─── Selection ───

Hi Dan, sorry, I’ve been out and about for two months visiting a few other countries. This is the reply I should have posted before I left. Hope all is well with you.

Pahu: I have been sharing this information since 2000, and the “out-of-context” objection comes up quite often. I have replied by asking the skeptics to show how the quote changes the meaning of the context. So far, all have failed. Perhaps you will succeed.
PGB: I’m not sure if you’re asking for a quick course on what ‘out-of-context’ actually is, or if you’re asking for specific examples of how it applies to all things you’ve been posting since 2000. The quote doesn’t change the context, but sentences before and after that have been deliberately omitted can change the appearance of a sentence. It’s a deliberate attempt to distort someone’s words to suit your own argument, when the complete argument doesn’t suit you at all.
(Bad) Example: I’m talking to you on the street. You say to me “you know what? Atheists say there is no God. But that’s bull, and they’re clearly deluded.” Let’s say, a journalist overhears you, and the next day you open the local paper to see this staring back at you:
PAHU: THERE IS NO GOD!
Amazing admission by influential preacher.

You ring up the newspaper to complain. The Editor says “but we have it on tape. You definitely said ‘there is no god’. Are you denying you said ‘there is no god’?
You: “No I certainly said those words, but they were taken out of context. That’s not what I meant.”

─── Data excerpt ───

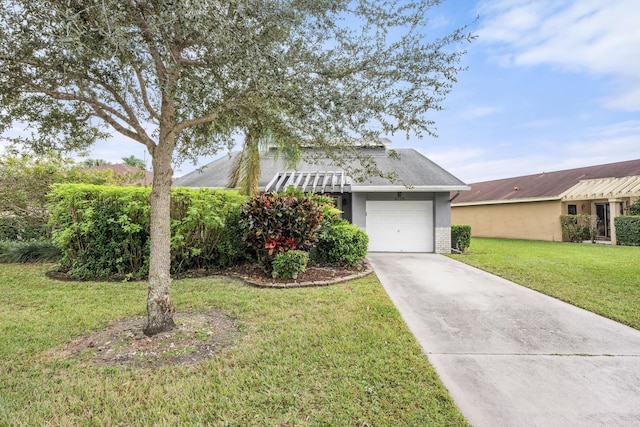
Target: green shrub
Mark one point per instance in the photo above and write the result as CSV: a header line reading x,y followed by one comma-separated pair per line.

───

Summarize the forum reply in two sentences. The lines have no connection to the forum reply.

> [Result below]
Pahu has invited skeptics to show how a quote changes the meaning of its context, and PGB replies that leaving out the sentences before and after a quote can change how it appears, which is a deliberate distortion of someone's words. PGB's example has a journalist overhear Pahu saying that atheists say there is no God and then print the headline "PAHU: THERE IS NO GOD!", which the editor defends because the words are on tape.